Here at Ithaca College, Intro to Photography was just two years ago an all film class. Freshmen were required to own a 35mm camera and learned how to load, shoot, and develop their own film and make prints, using the chemicals in the dark room. Their final portfolio consisted of all black and white, 35mm negative prints.

Ahndraya Parlato, an Intro to Photography professor at both Itthaca College and Tompkins Cortland Community College comments on students learning film first: “When you're shooting film, there's a sense of importance - your negatives have to be developed and printed, they take up physical space in the world. I think the combination of these things often makes students slow down and shoot more carefully than when they're using digital cameras.”

Last year, they introduced digital photography into Intro to Photography, but only in the last few weeks of the course. However, as times are changing, so is Ithaca College’s Intro to Photography class. Janice Levy, photography professor at Ithaca College, says “all intro students are now required to own digital SLR cameras. In the past, they were required to bring in film cameras, but that was presenting all kinds of mechanical problems, what with very old film cameras that were handed down to them. They were constantly spending money having to fix them.” Levy says that SLR digital cameras are current to this day an age, however, so students will be buying new ones. “I will work hard to keep film alive as long as possible, and that’s why it is important to me that they learn both mediums,” Levy says.

────────────────

◆ Work to complete:
(1) In the photography class article, copy the passage from "Here at Ithaca" to "35mm negative prints.", switching "Freshmen" to "First-year students".
(2) Mark each statement yes or no according to the photography class article, and quote the words that decide it.
(a) Freshmen once had to own a 35mm camera.
(b) Last year, digital photography was taught throughout the whole Intro to Photography course.
(c) Levy says all intro students must now own digital SLR cameras.
(3) Carry on the photography class article from its last sentence.
You won't need the items to do any of this.

────────────────

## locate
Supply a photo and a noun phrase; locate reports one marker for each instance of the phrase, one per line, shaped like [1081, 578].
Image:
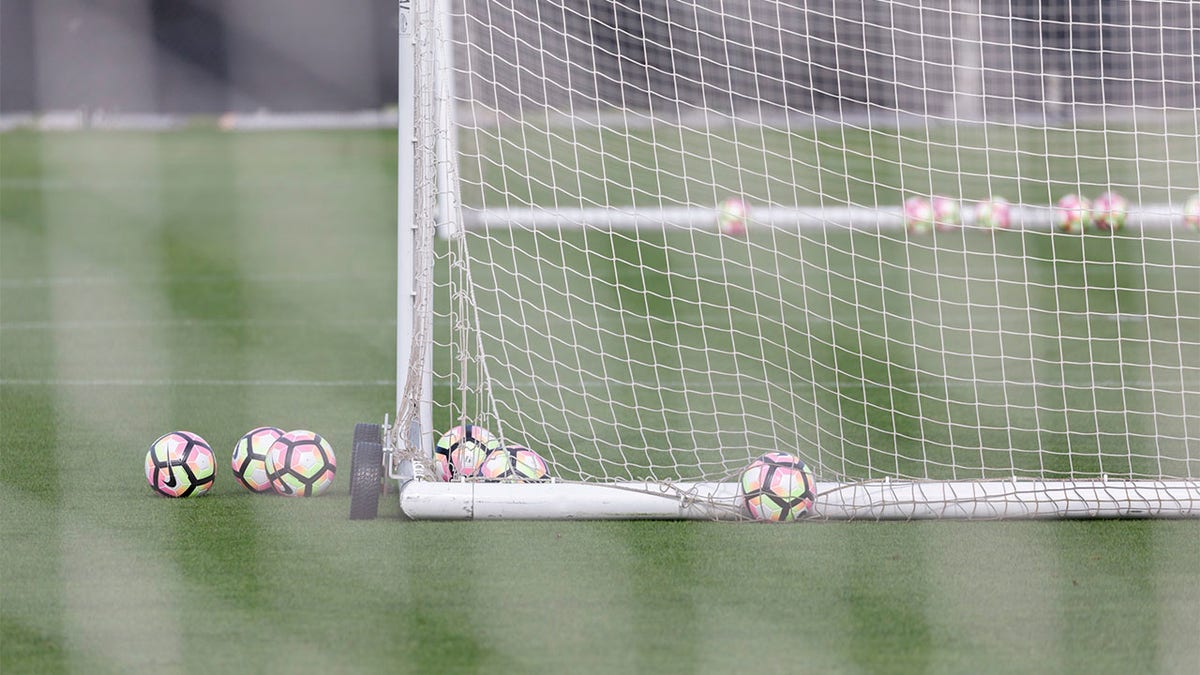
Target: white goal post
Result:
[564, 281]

────────────────

◆ Task-by-task results:
(1)
Here at Ithaca College, Intro to Photography was just two years ago an all film class. First-year students were required to own a 35mm camera and learned how to load, shoot, and develop their own film and make prints, using the chemicals in the dark room. Their final portfolio consisted of all black and white, 35mm negative prints.

(2)
(a) Yes: "Freshmen were required to own a 35mm camera"
(b) No: "but only in the last few weeks of the course"
(c) Yes: "all intro students are now required to own digital SLR cameras"

(3)
Marianne Dabir, a junior journalism major at Ithaca College, is a photo lab monitor for the school. “When I set up in the morning, I only put out one tray of chemicals. I’d say in an average day only four people use the actual darkroom. When I dump all the chemicals at the end of the day, almost all of the chemicals are going down the drain.” Dabir says she thinks that it is sad that it is turning so film-based, but she has “a great appreciation for digital as well. It truly is the beginning of another era.”

It has been a dispute for many colleges. The Metropolitan Community College decided in May of 2007 that they should empty their photography department of dark rooms. They believe it simply to be impractical to keep the medium going.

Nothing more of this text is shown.